● Instructions to follow
The records should be written out in full, with nothing altered.

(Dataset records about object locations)
** START **

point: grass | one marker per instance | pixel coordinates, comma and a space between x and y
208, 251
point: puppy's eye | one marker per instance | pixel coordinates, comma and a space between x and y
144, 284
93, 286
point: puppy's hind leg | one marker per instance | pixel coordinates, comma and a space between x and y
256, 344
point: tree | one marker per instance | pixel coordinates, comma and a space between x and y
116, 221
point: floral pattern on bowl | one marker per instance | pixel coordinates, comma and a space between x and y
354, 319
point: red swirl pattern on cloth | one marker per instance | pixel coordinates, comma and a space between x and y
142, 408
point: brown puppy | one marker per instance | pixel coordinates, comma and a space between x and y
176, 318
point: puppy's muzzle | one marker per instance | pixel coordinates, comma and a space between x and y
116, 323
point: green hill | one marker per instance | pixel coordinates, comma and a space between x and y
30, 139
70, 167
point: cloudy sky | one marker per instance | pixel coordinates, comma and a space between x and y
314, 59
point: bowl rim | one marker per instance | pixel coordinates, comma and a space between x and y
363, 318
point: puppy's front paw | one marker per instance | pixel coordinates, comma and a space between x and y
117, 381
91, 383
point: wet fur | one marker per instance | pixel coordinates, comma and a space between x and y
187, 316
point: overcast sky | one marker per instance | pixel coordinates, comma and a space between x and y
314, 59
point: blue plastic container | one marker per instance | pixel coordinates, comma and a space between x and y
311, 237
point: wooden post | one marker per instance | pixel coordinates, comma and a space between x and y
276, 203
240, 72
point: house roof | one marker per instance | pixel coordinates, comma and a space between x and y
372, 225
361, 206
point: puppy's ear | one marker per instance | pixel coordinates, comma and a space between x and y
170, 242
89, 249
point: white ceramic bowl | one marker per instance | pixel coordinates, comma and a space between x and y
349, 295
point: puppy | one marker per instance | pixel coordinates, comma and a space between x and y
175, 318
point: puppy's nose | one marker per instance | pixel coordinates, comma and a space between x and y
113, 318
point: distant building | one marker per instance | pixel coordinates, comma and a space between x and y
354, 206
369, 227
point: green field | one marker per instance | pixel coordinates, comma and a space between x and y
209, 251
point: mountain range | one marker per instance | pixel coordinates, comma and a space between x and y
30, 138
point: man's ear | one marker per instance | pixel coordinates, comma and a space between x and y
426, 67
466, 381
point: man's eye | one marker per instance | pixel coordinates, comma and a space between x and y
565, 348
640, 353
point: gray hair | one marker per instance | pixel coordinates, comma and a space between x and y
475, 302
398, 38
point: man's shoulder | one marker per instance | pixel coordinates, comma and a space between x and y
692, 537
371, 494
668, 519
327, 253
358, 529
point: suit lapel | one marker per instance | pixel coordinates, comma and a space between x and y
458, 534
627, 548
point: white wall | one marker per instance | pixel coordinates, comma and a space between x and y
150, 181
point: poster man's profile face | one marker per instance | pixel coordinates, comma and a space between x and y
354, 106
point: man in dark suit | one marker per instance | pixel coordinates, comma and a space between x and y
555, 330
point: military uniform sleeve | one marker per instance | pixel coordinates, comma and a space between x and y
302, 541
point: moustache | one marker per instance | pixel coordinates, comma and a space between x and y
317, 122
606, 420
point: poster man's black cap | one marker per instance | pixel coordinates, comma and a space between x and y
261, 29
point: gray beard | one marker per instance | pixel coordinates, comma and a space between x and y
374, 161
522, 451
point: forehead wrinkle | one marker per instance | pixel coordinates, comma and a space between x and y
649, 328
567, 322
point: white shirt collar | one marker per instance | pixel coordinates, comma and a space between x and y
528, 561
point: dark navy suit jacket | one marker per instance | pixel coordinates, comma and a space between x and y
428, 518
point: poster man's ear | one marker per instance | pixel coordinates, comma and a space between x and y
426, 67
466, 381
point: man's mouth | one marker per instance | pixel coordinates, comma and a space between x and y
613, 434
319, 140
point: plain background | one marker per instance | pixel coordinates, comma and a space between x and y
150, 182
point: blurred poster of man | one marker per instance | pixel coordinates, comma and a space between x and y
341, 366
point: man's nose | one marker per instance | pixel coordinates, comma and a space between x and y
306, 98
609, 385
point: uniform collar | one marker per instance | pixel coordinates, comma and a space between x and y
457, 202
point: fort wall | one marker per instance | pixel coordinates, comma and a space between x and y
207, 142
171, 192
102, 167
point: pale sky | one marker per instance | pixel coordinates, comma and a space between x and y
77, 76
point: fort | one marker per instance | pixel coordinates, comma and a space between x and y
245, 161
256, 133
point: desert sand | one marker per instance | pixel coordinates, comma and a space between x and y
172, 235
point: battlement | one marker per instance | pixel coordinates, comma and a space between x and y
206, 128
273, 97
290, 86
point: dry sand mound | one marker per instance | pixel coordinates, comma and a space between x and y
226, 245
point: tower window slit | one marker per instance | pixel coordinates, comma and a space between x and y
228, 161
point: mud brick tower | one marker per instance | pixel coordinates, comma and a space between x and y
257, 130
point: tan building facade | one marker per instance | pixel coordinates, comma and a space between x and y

** END **

● Answer for the task
point: grass | one marker per instance | pixel coordinates, comma and a space between x and y
208, 251
point: puppy's eye | one marker per instance | pixel coordinates, comma and a space between x and y
144, 284
93, 286
point: puppy's hind leg | one marker per instance | pixel coordinates, comma and a space between x and y
256, 344
point: tree | one marker per instance | pixel coordinates, comma and a space between x and y
116, 221
point: floral pattern on bowl | one marker per instance | pixel coordinates, comma and a space between x and y
354, 319
point: red swirl pattern on cloth | one marker per instance | pixel coordinates, comma and a space between x and y
142, 408
point: brown puppy | one marker per instance | pixel coordinates, comma and a space between x and y
176, 318
point: puppy's muzzle | one marker per instance | pixel coordinates, comma and a space between x and y
116, 323
point: green hill | one marker per instance | pixel coordinates, comma and a space between x and y
30, 139
70, 167
point: cloudy sky | one marker per instance | pixel coordinates, comma and a space between x and y
314, 59
point: bowl rim | one marker per instance | pixel coordinates, comma and a space between x and y
363, 318
point: puppy's front paw | one marker per instance | pixel coordinates, comma and a space between x and y
117, 381
91, 383
point: wet fur | one marker per instance | pixel coordinates, comma and a space between x and y
187, 316
point: overcast sky | one marker per instance | pixel coordinates, comma and a space between x and y
314, 59
point: blue plastic container | one marker per instance | pixel coordinates, comma and a space between x and y
311, 237
point: wooden post | one marker per instance | pixel coordinates, comma and a space between x and y
276, 203
240, 72
point: house roof | one marker per instance | pixel coordinates, comma and a space between x and y
372, 225
361, 206
point: puppy's ear | one marker per instance | pixel coordinates, comma and a space between x and y
170, 242
89, 249
point: white ceramic bowl | one marker per instance | pixel coordinates, comma and a space between x and y
349, 295
point: puppy | one marker per instance | pixel coordinates, comma and a space between x and y
175, 318
point: puppy's nose | one marker per instance | pixel coordinates, comma and a space between x and y
113, 318
point: distant building | one marker per instance | pixel coordinates, comma and a space between x and y
354, 206
369, 227
point: green field | one marker per instance | pixel coordinates, comma and a space between x and y
209, 251
point: mountain range | one marker per instance | pixel coordinates, comma and a space between x and y
30, 138
point: man's ear | one marker per instance | pixel coordinates, comma and a space between x and y
426, 67
466, 381
point: man's eye | one marker per instance | pixel coordinates, comma and a space between x and y
565, 348
640, 353
point: gray hair | one marker per instance | pixel coordinates, comma and a space between x and y
475, 302
398, 38
point: man's shoulder | one marker per instance | pixel coordinates, comma and a space between x and y
692, 537
371, 494
668, 519
327, 253
358, 529
point: suit lapel | one marker per instance | pixel coordinates, comma and a space between x and y
458, 534
627, 548
point: white wall | one marker per instance | pixel coordinates, comma and a space between x and y
150, 181
point: poster man's profile face | one marker per instance | pixel coordinates, comma and a space between x and y
354, 106
point: man in dark suit | one marker per instance | pixel coordinates, comma and a space between x and y
555, 330
point: military uniform sleeve | one marker per instance | pixel coordinates, comma and a space between x and y
302, 541
point: moustache | one marker per instance | pixel coordinates, comma and a space between x and y
317, 122
606, 420
point: poster man's black cap | one marker per instance | pixel coordinates, comma and a space between x and y
261, 29
point: gray beard | one marker per instance | pixel coordinates, comma and a space between x and y
374, 161
522, 451
point: forehead wrinkle | one marker per instance | pixel coordinates, comma and a space between x and y
649, 328
567, 322
point: white shirt collar | one marker per instance | pixel coordinates, comma and a space between x and y
528, 561
point: dark navy suit jacket | one marker per instance | pixel coordinates, comma and a space between x and y
428, 518
point: poster man's ear | one marker per instance | pixel coordinates, comma and a space between x and y
426, 67
466, 381
point: man's mouth | one marker per instance | pixel coordinates, comma and a space between x and y
613, 434
319, 140
point: plain background | one marker per instance | pixel coordinates, comma and a space between x and y
150, 182
point: blurred poster of man | one marker per instance | pixel coordinates, comma and a space between x and y
341, 366
point: man's nose | one marker per instance | pixel coordinates, comma and a space between x and y
306, 98
609, 385
point: uniform collar | one marker per instance | pixel coordinates, comma and a space between x and y
457, 202
point: fort wall | one marker per instance | pixel coordinates, comma and a space between x and y
207, 142
171, 192
102, 167
point: pale sky | one marker per instance | pixel coordinates, comma and a space between x and y
77, 76
point: fort | one marker per instance | pixel coordinates, comma and a space between x and y
245, 161
256, 133
point: desert sand | one marker per instance | pixel coordinates, comma and a space between x and y
172, 235
point: battlement | one marker per instance | pixel coordinates, comma and a space between x and y
206, 128
273, 97
290, 86
point: dry sand mound | one marker per instance | pixel coordinates, comma and a space between x and y
226, 245
point: tower window slit | one marker per instance | pixel coordinates, comma and a space between x and y
228, 161
point: mud brick tower | one marker per instance | pixel coordinates, comma and a space between x and y
257, 130
point: tan building facade | one marker per instance | pixel coordinates, comma and a space between x and y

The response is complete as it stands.